Work instructions: Return all lines of the records that contain the word "wheel".

START Data to use

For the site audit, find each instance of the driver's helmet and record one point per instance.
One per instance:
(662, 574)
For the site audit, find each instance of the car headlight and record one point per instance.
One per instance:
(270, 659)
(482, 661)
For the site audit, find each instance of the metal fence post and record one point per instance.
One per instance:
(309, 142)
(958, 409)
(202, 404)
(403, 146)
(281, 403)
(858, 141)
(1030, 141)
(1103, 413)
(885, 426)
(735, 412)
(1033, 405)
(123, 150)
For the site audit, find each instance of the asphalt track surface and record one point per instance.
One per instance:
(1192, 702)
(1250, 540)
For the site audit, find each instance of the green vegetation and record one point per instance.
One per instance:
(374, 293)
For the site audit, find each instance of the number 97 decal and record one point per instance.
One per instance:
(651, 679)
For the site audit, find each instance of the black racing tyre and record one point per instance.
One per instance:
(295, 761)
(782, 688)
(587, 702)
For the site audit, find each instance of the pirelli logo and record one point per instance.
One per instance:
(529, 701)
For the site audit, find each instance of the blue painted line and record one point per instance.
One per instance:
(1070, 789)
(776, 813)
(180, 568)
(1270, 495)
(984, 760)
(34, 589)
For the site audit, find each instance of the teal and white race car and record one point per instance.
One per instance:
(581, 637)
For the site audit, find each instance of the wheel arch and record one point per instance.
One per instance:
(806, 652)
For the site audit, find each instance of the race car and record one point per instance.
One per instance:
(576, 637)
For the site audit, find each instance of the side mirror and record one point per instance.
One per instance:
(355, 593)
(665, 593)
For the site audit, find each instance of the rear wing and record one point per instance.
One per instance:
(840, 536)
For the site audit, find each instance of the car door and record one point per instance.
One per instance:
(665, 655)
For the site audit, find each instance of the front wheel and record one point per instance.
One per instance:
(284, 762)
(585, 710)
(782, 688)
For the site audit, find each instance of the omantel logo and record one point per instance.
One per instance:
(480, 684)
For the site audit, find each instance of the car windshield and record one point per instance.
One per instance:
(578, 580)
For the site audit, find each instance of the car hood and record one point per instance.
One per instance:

END Data to use

Expected output:
For the site audit, find each instance of the wheel arch and record one point per instance.
For the site audit, find each instance of the front wheel and record one point per instance.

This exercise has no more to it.